Look through the data below and report how many lines include "dribbler". Only the number should be given.

**STORED DATA**
= = = =
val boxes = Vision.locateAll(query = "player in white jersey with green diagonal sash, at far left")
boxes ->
= = = =
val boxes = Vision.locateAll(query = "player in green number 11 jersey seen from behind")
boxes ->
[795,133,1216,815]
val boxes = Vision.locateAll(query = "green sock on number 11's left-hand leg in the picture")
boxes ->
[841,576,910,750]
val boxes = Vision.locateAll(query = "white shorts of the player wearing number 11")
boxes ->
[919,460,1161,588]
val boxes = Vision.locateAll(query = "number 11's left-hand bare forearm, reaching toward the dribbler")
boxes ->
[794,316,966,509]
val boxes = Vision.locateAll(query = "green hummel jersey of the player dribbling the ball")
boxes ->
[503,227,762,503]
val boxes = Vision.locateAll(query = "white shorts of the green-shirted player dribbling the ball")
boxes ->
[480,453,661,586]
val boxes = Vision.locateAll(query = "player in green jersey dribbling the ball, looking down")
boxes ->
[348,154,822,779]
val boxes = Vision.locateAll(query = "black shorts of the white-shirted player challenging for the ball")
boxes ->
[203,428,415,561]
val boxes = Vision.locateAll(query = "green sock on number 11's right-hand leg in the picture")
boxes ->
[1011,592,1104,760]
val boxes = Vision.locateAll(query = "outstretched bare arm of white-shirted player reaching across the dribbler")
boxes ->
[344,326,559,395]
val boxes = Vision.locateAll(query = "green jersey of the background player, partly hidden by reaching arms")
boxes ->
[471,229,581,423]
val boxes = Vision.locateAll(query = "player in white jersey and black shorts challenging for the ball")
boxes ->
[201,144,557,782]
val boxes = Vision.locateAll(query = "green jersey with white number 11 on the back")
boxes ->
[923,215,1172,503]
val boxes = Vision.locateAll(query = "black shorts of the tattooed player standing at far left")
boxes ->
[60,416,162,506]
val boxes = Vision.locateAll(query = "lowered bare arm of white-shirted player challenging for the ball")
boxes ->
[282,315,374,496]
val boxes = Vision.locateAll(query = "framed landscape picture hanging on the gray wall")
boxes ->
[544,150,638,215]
= = = =
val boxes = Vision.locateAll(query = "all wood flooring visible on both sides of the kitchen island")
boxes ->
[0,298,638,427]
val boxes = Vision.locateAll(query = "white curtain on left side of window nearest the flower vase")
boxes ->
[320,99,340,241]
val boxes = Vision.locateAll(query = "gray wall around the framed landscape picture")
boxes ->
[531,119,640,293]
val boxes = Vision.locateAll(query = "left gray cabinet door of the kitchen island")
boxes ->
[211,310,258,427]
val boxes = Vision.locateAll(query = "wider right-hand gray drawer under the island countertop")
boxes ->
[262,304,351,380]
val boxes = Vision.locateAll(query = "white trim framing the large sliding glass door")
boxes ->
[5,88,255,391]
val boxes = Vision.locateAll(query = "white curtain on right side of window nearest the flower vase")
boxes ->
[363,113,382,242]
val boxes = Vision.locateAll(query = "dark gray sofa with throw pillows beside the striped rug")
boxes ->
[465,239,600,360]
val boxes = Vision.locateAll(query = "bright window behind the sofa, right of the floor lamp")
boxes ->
= = = =
**THE COMPLETED TASK**
2